>> start SOURCE EXCERPT

Emilio Gaissert

Personal information
- Full name: Emilio Max Gaissert
- Birth name: Emil Max Gaissert
- Date of birth: 22 June 1883
- Place of birth: Barcelona, Catalonia, Spain
- Date of death: 11 July 1946 (aged 63)
- Place of death: Barcelona, Catalonia, Spain
- Position: Midfielder

Senior career*
- Years: Team / Apps / (Gls)
- 1903–1904: FC Barcelona / 1 / (0)

= Emilio Gaissert =

Swiss footballer

Emilio Max Gaissert (22 June 1883 – 11 July 1946) was a Spanish merchant and a footballer who played as a midfielder for FC Barcelona in 1903 and 1904, although he only played in one official match in the 1902–03 Copa Barcelona.

==Early life==
Gaissert was born on 22 June 1883 in Barcelona, as the son of Émile Gaissert (1857–), a Swiss merchant who moved to Barcelona for work reasons, being registered at the Swiss consulate in Barcelona in 1883, the same year that he had his first son, who was only registered in 1903, when he was already 20 years old. His father became a delegate of the Zurich Company in Barcelona in 1884 and then a responsible delegate of the Swiss Benevolent Society, as well as a prominent member of the Evangelical Church of Barcelona. Émile Gaissert was an uncle of Joan Gamper, who was, therefore, cousin of Emil.

Gamper arrived in Barcelona in 1898 to visit his uncle Émile, who welcomed him in his house in Sant Gervasi de Cassoles in the no. 25 Sant Josep street. Émile convinced him to stay, since the opportunities offered by the city, which had just emerged from the 1888 Barcelona Universal Exposition, were many, and eventually, Gamper founded FC Barcelona. His father Émile was able to contribute financially to the foundation of FC Barcelona.

>> end SOURCE EXCERPT
>> start INFORMATION SHOWN

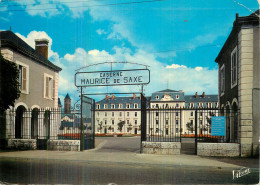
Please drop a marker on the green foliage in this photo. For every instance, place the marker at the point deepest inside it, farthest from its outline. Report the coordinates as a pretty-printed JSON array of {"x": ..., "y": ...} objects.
[{"x": 9, "y": 85}]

>> end INFORMATION SHOWN

WHAT IS NEEDED:
Reproduce the passage of the Emilio Gaissert text from "Swiss footballer" to "cousin of Emil.", word for word.

EXERCISE RESPONSE:
Swiss footballer

Emilio Max Gaissert (22 June 1883 – 11 July 1946) was a Spanish merchant and a footballer who played as a midfielder for FC Barcelona in 1903 and 1904, although he only played in one official match in the 1902–03 Copa Barcelona.

==Early life==
Gaissert was born on 22 June 1883 in Barcelona, as the son of Émile Gaissert (1857–), a Swiss merchant who moved to Barcelona for work reasons, being registered at the Swiss consulate in Barcelona in 1883, the same year that he had his first son, who was only registered in 1903, when he was already 20 years old. His father became a delegate of the Zurich Company in Barcelona in 1884 and then a responsible delegate of the Swiss Benevolent Society, as well as a prominent member of the Evangelical Church of Barcelona. Émile Gaissert was an uncle of Joan Gamper, who was, therefore, cousin of Emil.